▶ [Image-backed grounding data]
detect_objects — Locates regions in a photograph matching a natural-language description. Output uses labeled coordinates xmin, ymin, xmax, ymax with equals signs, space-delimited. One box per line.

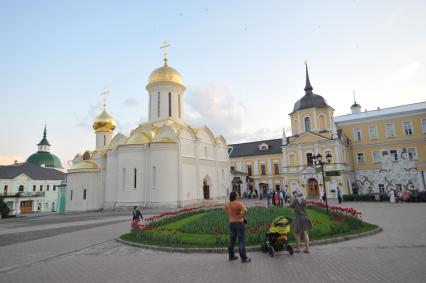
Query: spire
xmin=160 ymin=41 xmax=171 ymax=66
xmin=282 ymin=129 xmax=287 ymax=146
xmin=43 ymin=124 xmax=47 ymax=139
xmin=353 ymin=90 xmax=357 ymax=104
xmin=304 ymin=60 xmax=313 ymax=93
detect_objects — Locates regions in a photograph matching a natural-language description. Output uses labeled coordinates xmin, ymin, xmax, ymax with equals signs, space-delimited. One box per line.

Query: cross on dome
xmin=101 ymin=88 xmax=109 ymax=110
xmin=160 ymin=41 xmax=171 ymax=65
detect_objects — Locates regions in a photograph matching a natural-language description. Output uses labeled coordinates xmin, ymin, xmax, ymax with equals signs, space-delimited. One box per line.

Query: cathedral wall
xmin=115 ymin=145 xmax=146 ymax=204
xmin=149 ymin=143 xmax=179 ymax=204
xmin=104 ymin=150 xmax=119 ymax=208
xmin=66 ymin=172 xmax=102 ymax=211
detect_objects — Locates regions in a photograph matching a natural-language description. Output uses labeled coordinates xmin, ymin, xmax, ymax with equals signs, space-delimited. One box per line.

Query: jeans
xmin=228 ymin=222 xmax=247 ymax=259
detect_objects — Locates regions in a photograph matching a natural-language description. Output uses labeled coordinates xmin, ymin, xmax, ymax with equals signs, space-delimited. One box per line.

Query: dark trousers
xmin=228 ymin=222 xmax=247 ymax=259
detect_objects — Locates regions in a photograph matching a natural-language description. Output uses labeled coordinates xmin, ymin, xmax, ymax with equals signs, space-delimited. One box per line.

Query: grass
xmin=122 ymin=206 xmax=378 ymax=248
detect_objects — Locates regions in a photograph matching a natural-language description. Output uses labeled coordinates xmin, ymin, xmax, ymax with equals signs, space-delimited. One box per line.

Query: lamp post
xmin=315 ymin=153 xmax=332 ymax=214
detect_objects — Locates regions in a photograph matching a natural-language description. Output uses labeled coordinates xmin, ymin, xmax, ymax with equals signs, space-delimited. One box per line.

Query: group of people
xmin=267 ymin=190 xmax=289 ymax=206
xmin=225 ymin=188 xmax=312 ymax=263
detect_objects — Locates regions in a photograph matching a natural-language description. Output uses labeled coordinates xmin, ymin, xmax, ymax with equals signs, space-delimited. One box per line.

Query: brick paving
xmin=0 ymin=201 xmax=425 ymax=282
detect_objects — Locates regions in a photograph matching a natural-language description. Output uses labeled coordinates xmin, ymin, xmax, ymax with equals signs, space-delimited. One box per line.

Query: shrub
xmin=343 ymin=194 xmax=376 ymax=201
xmin=0 ymin=197 xmax=11 ymax=218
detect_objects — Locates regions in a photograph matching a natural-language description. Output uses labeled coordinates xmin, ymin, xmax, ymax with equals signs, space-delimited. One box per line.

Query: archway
xmin=203 ymin=175 xmax=211 ymax=200
xmin=307 ymin=178 xmax=319 ymax=196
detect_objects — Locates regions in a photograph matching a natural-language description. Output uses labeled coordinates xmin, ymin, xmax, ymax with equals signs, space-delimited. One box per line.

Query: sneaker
xmin=229 ymin=256 xmax=238 ymax=261
xmin=241 ymin=257 xmax=251 ymax=263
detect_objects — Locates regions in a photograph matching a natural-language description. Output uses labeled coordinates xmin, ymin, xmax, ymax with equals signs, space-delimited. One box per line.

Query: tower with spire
xmin=350 ymin=90 xmax=362 ymax=114
xmin=27 ymin=125 xmax=63 ymax=169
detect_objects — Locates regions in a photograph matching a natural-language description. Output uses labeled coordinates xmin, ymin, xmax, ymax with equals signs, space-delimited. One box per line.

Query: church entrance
xmin=308 ymin=178 xmax=319 ymax=196
xmin=203 ymin=176 xmax=211 ymax=200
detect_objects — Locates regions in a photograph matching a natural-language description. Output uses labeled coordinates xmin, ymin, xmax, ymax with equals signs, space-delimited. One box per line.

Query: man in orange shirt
xmin=224 ymin=191 xmax=251 ymax=263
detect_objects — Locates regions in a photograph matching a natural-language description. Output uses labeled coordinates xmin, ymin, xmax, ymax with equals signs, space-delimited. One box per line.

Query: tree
xmin=0 ymin=196 xmax=11 ymax=218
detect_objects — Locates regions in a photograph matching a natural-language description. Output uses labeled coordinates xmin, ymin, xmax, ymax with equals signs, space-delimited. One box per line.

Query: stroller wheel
xmin=261 ymin=243 xmax=268 ymax=253
xmin=287 ymin=244 xmax=294 ymax=255
xmin=268 ymin=246 xmax=275 ymax=257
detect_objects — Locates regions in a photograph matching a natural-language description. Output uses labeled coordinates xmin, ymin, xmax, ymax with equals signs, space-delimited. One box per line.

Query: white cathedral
xmin=66 ymin=46 xmax=230 ymax=211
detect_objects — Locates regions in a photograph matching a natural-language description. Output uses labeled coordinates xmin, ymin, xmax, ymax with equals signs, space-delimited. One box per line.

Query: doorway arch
xmin=203 ymin=175 xmax=211 ymax=200
xmin=307 ymin=178 xmax=319 ymax=196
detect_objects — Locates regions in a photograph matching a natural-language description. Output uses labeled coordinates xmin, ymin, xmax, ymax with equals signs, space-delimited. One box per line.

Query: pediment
xmin=288 ymin=131 xmax=330 ymax=145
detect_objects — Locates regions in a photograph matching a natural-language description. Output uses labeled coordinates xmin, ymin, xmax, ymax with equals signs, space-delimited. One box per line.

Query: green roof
xmin=27 ymin=152 xmax=63 ymax=169
xmin=38 ymin=138 xmax=51 ymax=146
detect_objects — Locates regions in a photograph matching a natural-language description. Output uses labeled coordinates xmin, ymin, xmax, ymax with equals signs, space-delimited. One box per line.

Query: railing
xmin=0 ymin=191 xmax=45 ymax=198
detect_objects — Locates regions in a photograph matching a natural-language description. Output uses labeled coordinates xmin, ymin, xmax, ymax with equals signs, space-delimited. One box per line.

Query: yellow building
xmin=229 ymin=139 xmax=284 ymax=197
xmin=229 ymin=64 xmax=426 ymax=198
xmin=335 ymin=101 xmax=426 ymax=194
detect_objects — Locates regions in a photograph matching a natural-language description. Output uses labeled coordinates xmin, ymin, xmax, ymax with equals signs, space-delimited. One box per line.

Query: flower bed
xmin=122 ymin=204 xmax=376 ymax=248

▶ [ABOUT THIS EXERCISE] You are asked to reproduce each line above exactly, but to exclude the pictures.

▶ [PROBLEM SOLUTION]
detect_objects — Locates regions in a photograph matching a natural-language description. Output uses labeled coordinates xmin, ymin, xmax, ymax with equals signs, space-delimited. One box per line.

Query: spire
xmin=160 ymin=41 xmax=171 ymax=66
xmin=282 ymin=129 xmax=287 ymax=146
xmin=43 ymin=124 xmax=47 ymax=139
xmin=353 ymin=90 xmax=357 ymax=104
xmin=304 ymin=60 xmax=313 ymax=93
detect_objects — Locates regions in a photograph matching a natural-language description. Output uses labeled coordinates xmin, ymin, xmax, ymax with equals signs, space-delimited. One box per line.

Query: cross on dome
xmin=101 ymin=88 xmax=109 ymax=110
xmin=160 ymin=41 xmax=171 ymax=65
detect_objects — Locates regions in a photograph matching a natural-language description. Output uses labeled coordinates xmin, ymin, xmax, ymax with equals signs, space-delimited. One box per line.

Query: cathedral wall
xmin=115 ymin=145 xmax=146 ymax=204
xmin=149 ymin=143 xmax=179 ymax=204
xmin=104 ymin=150 xmax=119 ymax=208
xmin=66 ymin=172 xmax=102 ymax=211
detect_objects — Locates regions in a photograph matching a natural-language description. Output uses labeled coordinates xmin, ymin, xmax, ymax with equals signs, space-delimited. One box per line.

Query: jeans
xmin=228 ymin=222 xmax=247 ymax=259
detect_objects — Locates regions in a photograph matching a natural-language description. Output uses labeled coordinates xmin, ymin, xmax, ymax with equals signs, space-delimited. One box per line.

Query: dark trousers
xmin=228 ymin=222 xmax=247 ymax=259
detect_objects — Locates regions in a photograph matching a natural-language description. Output uses labeled coordinates xmin, ymin, xmax, ymax with equals signs, space-delimited. One box per line.

Query: grass
xmin=122 ymin=206 xmax=378 ymax=248
detect_objects — Locates regions in a photograph matching a natural-language description. Output uses labeled coordinates xmin, ymin, xmax, ymax with equals signs, space-delimited. One box per line.

Query: lamp post
xmin=315 ymin=153 xmax=332 ymax=214
detect_objects — Locates regions in a photograph matching a natural-language description. Output uses labeled coordinates xmin, ymin, xmax, ymax with equals signs, space-delimited. One box per line.

Query: group of people
xmin=267 ymin=190 xmax=289 ymax=206
xmin=225 ymin=188 xmax=312 ymax=263
detect_objects — Locates regions in a photograph matching a natural-language description. Output uses labeled coordinates xmin, ymin, xmax, ymax with equals signs, space-delimited. One box per line.

Query: brick paving
xmin=0 ymin=201 xmax=425 ymax=282
detect_objects — Locates regions in a photograph matching a natural-language description. Output uses labeled coordinates xmin, ymin, xmax, ymax with equals signs, space-delimited. One box per line.

Query: shrub
xmin=343 ymin=194 xmax=376 ymax=201
xmin=0 ymin=197 xmax=11 ymax=218
detect_objects — Locates regions in a photograph matching a natural-language description. Output uses labeled coordinates xmin, ymin, xmax, ymax with equals signs, space-delimited. One box per line.

Query: archway
xmin=203 ymin=175 xmax=211 ymax=200
xmin=307 ymin=178 xmax=319 ymax=196
detect_objects — Locates regions in a photograph matching a natural-language description. Output uses labeled coordinates xmin, ymin, xmax, ymax with equals signs, space-delimited. One box per line.

Query: sneaker
xmin=229 ymin=256 xmax=238 ymax=261
xmin=241 ymin=257 xmax=251 ymax=263
detect_objects — Locates regions in a photograph matching a natural-language description. Output uses labeled coordinates xmin, ymin, xmax, ymax with equals signs, space-delimited. One box per line.

Query: tower with spire
xmin=350 ymin=90 xmax=362 ymax=114
xmin=27 ymin=125 xmax=63 ymax=169
detect_objects — Locates regions in a photograph matching a natural-language description. Output uses labeled coordinates xmin, ymin, xmax, ymax with equals signs, space-delimited. One box per line.

Query: church entrance
xmin=308 ymin=178 xmax=319 ymax=196
xmin=203 ymin=176 xmax=211 ymax=200
detect_objects — Locates regions in a photograph matching a natural-language description. Output uses labeled coordinates xmin, ymin, xmax, ymax with equals signs, space-delimited. One box per line.

Query: man in orange shirt
xmin=224 ymin=191 xmax=251 ymax=263
detect_objects — Locates regions in a photograph matching a natural-language description. Output uses labeled coordinates xmin, ymin, xmax, ymax with equals signs, space-delimited. One box per line.

Query: tree
xmin=0 ymin=196 xmax=11 ymax=218
detect_objects — Locates regions in a photograph matching a natural-language description. Output uses labeled coordinates xmin, ymin, xmax, ymax with equals signs, space-delimited. One box per line.

Query: stroller wheel
xmin=261 ymin=243 xmax=268 ymax=253
xmin=287 ymin=244 xmax=294 ymax=255
xmin=268 ymin=246 xmax=275 ymax=257
detect_objects — Locates regions in a photograph matching a natural-language description. Output uses labeled coordinates xmin, ymin, xmax, ymax with equals signs, space-delimited. One box per line.

Query: white cathedral
xmin=66 ymin=46 xmax=230 ymax=211
detect_objects — Locates regions in a photograph matching a natural-language description. Output uses labeled coordinates xmin, ymin, xmax, ymax with equals signs, space-delimited. One box per line.

Query: doorway arch
xmin=203 ymin=175 xmax=211 ymax=200
xmin=307 ymin=178 xmax=319 ymax=196
detect_objects — Locates regions in a photograph matching a natural-language description. Output uses labeled coordinates xmin, ymin, xmax, ymax with equals signs, space-delimited. One box per line.

Query: pediment
xmin=288 ymin=131 xmax=330 ymax=145
detect_objects — Locates regions in a photograph matching a natural-language description. Output uses labeled coordinates xmin, ymin, xmax, ymax with equals signs, space-delimited. One box per line.

Query: green roof
xmin=27 ymin=152 xmax=63 ymax=169
xmin=38 ymin=138 xmax=51 ymax=146
detect_objects — Locates regions in a photograph matching a natural-language description. Output uses labeled coordinates xmin, ymin, xmax, ymax with equals signs, space-delimited. One box per line.

Query: railing
xmin=0 ymin=191 xmax=45 ymax=198
detect_objects — Locates regions in a photograph matching a natural-language description. Output uses labeled coordinates xmin, ymin, xmax, ymax with equals signs, space-delimited. One box per line.

Query: yellow building
xmin=229 ymin=139 xmax=284 ymax=197
xmin=229 ymin=64 xmax=426 ymax=198
xmin=335 ymin=101 xmax=426 ymax=194
detect_objects — Locates regions in a photograph matching a natural-language description. Output uses labeled coordinates xmin, ymin, xmax, ymax with equals signs, space-delimited. One box per line.

Query: flower bed
xmin=122 ymin=204 xmax=376 ymax=248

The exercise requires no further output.